SUPPLIED ENTRIES »
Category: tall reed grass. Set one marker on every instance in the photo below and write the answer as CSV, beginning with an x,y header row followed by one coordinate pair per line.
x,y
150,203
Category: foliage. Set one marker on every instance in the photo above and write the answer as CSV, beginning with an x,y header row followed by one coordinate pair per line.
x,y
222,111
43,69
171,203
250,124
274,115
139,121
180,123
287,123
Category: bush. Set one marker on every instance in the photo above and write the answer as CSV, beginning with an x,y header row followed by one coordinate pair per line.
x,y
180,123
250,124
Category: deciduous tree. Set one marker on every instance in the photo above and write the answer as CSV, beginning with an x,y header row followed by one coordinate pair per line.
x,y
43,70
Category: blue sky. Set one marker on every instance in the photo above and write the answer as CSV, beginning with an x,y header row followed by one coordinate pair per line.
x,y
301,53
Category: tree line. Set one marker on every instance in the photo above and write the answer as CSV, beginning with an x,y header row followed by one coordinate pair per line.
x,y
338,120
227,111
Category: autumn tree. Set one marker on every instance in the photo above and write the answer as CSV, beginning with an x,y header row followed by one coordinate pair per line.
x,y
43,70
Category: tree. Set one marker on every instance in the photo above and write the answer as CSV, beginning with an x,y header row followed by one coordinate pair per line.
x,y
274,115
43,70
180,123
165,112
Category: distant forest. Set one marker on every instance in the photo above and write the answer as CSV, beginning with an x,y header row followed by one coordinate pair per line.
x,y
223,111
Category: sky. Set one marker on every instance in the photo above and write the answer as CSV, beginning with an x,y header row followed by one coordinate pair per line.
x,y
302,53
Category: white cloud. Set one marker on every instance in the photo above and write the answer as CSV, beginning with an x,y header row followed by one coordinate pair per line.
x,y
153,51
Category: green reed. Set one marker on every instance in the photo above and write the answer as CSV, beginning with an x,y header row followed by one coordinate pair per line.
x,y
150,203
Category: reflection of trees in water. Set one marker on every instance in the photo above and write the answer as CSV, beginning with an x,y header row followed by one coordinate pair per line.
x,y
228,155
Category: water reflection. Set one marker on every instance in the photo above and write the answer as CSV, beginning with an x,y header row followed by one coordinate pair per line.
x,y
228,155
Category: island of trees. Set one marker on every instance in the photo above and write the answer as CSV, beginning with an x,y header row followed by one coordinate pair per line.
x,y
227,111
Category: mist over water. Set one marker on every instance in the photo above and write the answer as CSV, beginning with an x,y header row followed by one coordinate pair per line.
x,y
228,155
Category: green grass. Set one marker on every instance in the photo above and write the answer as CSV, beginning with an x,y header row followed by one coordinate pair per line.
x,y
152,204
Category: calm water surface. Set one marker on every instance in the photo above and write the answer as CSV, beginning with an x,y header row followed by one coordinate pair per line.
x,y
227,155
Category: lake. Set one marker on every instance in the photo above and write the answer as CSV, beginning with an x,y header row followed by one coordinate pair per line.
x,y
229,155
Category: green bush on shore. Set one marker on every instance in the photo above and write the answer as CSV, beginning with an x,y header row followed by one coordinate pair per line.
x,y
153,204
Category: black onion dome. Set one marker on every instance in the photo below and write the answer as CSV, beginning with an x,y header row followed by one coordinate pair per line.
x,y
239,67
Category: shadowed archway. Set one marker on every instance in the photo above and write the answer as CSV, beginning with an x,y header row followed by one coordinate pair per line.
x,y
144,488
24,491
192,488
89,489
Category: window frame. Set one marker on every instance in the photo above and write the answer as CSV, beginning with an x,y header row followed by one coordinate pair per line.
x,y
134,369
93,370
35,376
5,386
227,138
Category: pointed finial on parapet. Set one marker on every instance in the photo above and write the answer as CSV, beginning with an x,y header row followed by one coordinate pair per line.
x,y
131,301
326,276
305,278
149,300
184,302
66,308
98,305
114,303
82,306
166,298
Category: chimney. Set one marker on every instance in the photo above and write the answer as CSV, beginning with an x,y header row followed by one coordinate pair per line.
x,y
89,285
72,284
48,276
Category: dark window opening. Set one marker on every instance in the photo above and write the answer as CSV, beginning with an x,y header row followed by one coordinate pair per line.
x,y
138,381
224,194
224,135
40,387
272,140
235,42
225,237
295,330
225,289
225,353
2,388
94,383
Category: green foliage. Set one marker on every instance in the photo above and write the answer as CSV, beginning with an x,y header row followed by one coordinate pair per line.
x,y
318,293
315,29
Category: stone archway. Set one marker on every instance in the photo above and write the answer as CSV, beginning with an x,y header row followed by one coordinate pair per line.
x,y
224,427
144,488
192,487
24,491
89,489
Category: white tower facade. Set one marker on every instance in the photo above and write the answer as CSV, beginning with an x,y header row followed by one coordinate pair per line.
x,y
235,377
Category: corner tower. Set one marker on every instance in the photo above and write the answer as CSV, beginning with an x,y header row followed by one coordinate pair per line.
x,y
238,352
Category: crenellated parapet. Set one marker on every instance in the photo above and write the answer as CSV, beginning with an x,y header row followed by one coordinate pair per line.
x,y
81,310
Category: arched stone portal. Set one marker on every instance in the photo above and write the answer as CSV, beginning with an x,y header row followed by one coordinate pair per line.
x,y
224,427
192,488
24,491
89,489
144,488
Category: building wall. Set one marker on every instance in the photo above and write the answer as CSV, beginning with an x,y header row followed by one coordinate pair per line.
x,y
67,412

WORK TASK »
Your task is to set down all of the entries exactly as they appear.

RESPONSE BOX »
Category: tall reed grass. Set one marker on every instance in the photo below and write the answer as CSV, beginning with an x,y header row followed by one coordinate pair per line.
x,y
150,203
Category: foliage. Set one marker on every instance in the photo above and write the answer as CSV, beginning with an x,y header row followed by one coordinate pair per line.
x,y
222,111
43,69
171,203
250,124
274,115
139,121
180,123
287,123
Category: bush. Set one marker on every instance in the photo above and write the answer as CSV, beginning with an x,y header row followed by one coordinate pair per line.
x,y
180,123
250,124
Category: deciduous tree. Set one marker on every instance in the photo above and write the answer as CSV, beginning with an x,y header row followed by one coordinate pair per line.
x,y
43,70
Category: blue sky. Set one marker on every instance in the photo above and write the answer as CSV, beginning with an x,y header row followed by one coordinate pair per line.
x,y
301,53
Category: tree line. Set one marker on every instance in the photo above and write the answer as CSV, beginning with an x,y header row followed by one coordinate pair per line.
x,y
338,120
227,111
Category: autumn tree. Set one marker on every instance in the photo above and write the answer as CSV, beginning with an x,y header row followed by one coordinate pair per line.
x,y
43,70
Category: tree. Set one marker on every instance in the photo above and write the answer as CSV, beginning with an x,y header row followed by one coordinate pair per line.
x,y
274,115
43,70
180,123
165,112
Category: distant forest. Set one marker on every instance in the photo above and write the answer as CSV, beginning with an x,y header row followed by one coordinate pair per line.
x,y
223,111
Category: sky. Set one marker on every instance in the photo above and write the answer as CSV, beginning with an x,y header row followed by one coordinate pair per line.
x,y
302,53
Category: white cloud. Set one marker on every instance in the photo above and write the answer as CSV, beginning with an x,y header row followed by one coordinate pair per line.
x,y
153,51
Category: green reed. Set one marker on every instance in the photo above and write the answer as CSV, beginning with an x,y header row followed by one coordinate pair per line.
x,y
150,203
Category: reflection of trees in water. Set one marker on every instance in the photo above and write the answer as CSV, beginning with an x,y header row followed by one coordinate pair per line.
x,y
228,155
Category: water reflection. Set one marker on every instance in the photo above and write the answer as CSV, beginning with an x,y header row followed by one coordinate pair per line.
x,y
228,155
Category: island of trees. Set one marker on every instance in the photo above and write the answer as CSV, beginning with an x,y header row followed by one coordinate pair per line.
x,y
227,111
Category: mist over water. Set one marker on every instance in the photo above and write the answer as CSV, beginning with an x,y header row followed by one coordinate pair per line.
x,y
228,155
Category: green grass. Set one marker on every instance in the photo above and write the answer as CSV, beginning with an x,y header row followed by one coordinate pair per line.
x,y
152,204
Category: calm water surface. Set one marker on every instance in the photo above and write the answer as CSV, beginning with an x,y header row followed by one coordinate pair per line.
x,y
227,155
Category: lake. Set one marker on every instance in the photo above and write the answer as CSV, beginning with an x,y header row followed by one coordinate pair per line.
x,y
229,155
Category: green bush on shore. Set one marker on every instance in the photo above and write the answer as CSV, beginning with an x,y header row followed by one coordinate pair per line.
x,y
153,204
Category: black onion dome. Set one marker on every instance in the photo below and write the answer as CSV, beginning with an x,y header row followed by one coordinate pair per line.
x,y
239,67
Category: shadowed archway. Set one marker on every instance in the photo above and write the answer as CSV, beginning with an x,y header row followed by one coordinate pair per line.
x,y
144,488
24,491
192,488
89,489
Category: window frame. Set one marker on every instance in the photo above and write the answer as CSV, beginning with an x,y header row followed by one coordinate pair per line.
x,y
134,369
93,370
35,376
5,386
227,138
Category: pointed finial on parapet. Set one marker on every instance in the photo above and write the answer as CSV, beginning with an x,y header row followed by one coordinate pair per line.
x,y
131,301
326,276
305,278
149,300
184,302
66,308
98,305
114,303
82,306
166,298
Category: chimney. Set one marker on every instance in the photo above and write the answer as CSV, beginning with an x,y header row followed by one coordinate pair per line.
x,y
89,285
72,284
48,276
Category: dark window opening. Set one marker on every instance in the photo above and write the answer as CSV, beginning with an x,y header row followed by one coordinate pair per line.
x,y
138,381
224,194
224,135
40,387
272,140
235,42
225,237
295,330
225,289
225,353
2,388
94,383
Category: green foliage. Set one marker on every instance in the photo above and write the answer as CSV, beginning with an x,y header row followed by one coordinate pair per line.
x,y
318,293
315,29
Category: stone archway. Set one marker on every instance in the photo above and write the answer as CSV, beginning with an x,y header row followed by one coordinate pair per line.
x,y
224,427
144,488
192,487
24,491
89,489
Category: white tower facade. Set one marker on every instance in the photo above and write the answer as CSV, beginning with an x,y header row followed by one coordinate pair per line.
x,y
235,377
Category: corner tower. Set one marker on every instance in the photo above and write the answer as CSV, beginning with an x,y header row followed by one coordinate pair per line.
x,y
238,352
Category: crenellated parapet. Set one marker on every instance in the photo above and write the answer as CSV, beginning with an x,y header row followed by one coordinate pair per line.
x,y
81,310
Category: arched stone portal. Set one marker on every instance in the photo above and write the answer as CSV, beginning with an x,y header row followed by one coordinate pair per line.
x,y
224,427
192,488
24,491
89,489
144,488
Category: building wall. Set one marker on every instance in the photo above and write the answer as CSV, beginning with an x,y header row followed by one coordinate pair per line.
x,y
67,412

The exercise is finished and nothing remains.